▼

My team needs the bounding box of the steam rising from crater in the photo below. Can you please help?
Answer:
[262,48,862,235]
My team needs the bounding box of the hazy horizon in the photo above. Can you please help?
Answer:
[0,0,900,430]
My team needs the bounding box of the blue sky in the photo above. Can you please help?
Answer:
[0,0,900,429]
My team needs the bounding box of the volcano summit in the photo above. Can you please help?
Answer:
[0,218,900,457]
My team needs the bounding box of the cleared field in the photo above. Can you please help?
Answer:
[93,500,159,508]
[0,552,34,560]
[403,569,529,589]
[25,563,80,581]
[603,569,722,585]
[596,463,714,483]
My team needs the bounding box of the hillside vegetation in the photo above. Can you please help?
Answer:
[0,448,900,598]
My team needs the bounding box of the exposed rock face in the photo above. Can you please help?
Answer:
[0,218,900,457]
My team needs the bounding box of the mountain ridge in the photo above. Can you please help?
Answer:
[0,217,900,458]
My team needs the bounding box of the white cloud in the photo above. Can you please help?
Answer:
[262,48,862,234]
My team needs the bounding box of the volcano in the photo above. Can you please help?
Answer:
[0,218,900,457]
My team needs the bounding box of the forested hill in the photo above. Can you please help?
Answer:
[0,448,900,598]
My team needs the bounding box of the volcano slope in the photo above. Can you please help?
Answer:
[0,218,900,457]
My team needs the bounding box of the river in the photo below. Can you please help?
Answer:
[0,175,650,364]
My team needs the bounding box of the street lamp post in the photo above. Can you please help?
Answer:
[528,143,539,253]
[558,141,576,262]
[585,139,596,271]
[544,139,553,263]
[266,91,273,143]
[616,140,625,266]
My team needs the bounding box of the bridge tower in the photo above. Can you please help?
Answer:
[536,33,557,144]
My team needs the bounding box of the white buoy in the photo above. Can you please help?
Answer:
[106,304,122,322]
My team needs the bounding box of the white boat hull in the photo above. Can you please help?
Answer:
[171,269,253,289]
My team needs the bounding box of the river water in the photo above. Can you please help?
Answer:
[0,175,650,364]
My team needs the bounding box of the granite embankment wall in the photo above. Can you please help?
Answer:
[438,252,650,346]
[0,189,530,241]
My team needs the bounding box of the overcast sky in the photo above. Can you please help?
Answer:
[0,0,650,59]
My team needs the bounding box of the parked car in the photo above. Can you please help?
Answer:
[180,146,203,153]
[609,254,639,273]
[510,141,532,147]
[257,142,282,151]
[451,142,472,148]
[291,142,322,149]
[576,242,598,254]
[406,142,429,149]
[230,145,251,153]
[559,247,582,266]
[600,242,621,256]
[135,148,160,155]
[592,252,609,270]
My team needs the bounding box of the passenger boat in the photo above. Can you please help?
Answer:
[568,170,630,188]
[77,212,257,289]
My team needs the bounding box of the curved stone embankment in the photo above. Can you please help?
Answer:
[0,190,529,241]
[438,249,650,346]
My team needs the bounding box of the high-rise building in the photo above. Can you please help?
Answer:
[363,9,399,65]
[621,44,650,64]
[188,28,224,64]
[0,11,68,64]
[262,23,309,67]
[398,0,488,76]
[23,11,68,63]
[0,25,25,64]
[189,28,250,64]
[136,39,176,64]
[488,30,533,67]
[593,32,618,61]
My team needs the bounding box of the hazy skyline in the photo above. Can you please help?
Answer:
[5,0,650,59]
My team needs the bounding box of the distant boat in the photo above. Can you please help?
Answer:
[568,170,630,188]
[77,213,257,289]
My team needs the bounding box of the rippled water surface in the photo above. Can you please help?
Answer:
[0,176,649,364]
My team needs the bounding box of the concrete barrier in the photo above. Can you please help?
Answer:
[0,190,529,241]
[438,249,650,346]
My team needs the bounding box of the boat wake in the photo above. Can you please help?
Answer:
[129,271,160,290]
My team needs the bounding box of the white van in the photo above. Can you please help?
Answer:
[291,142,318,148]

▲

### Task requirements
Repeat, exactly and only, the lines above from the one containing "My team needs the bounding box of the distant" through the end of the material.

### Solution to this task
My team needs the bounding box of the distant boat in the photo above. Can you please help?
Answer:
[568,170,630,188]
[77,213,257,289]
My team needs the bounding box of the rippled water surface in the photo above. Can you please help?
Answer:
[0,176,649,364]
My team needs the bounding box of the concrete barrier in the photo above. Can you please help?
Answer:
[0,190,529,241]
[438,249,650,346]
My team needs the bounding box of the boat wake in the photo above. Can you please help?
Answer:
[129,271,160,290]
My team needs the bounding box of the white van in the photo above. Can you please help?
Answer:
[291,142,318,148]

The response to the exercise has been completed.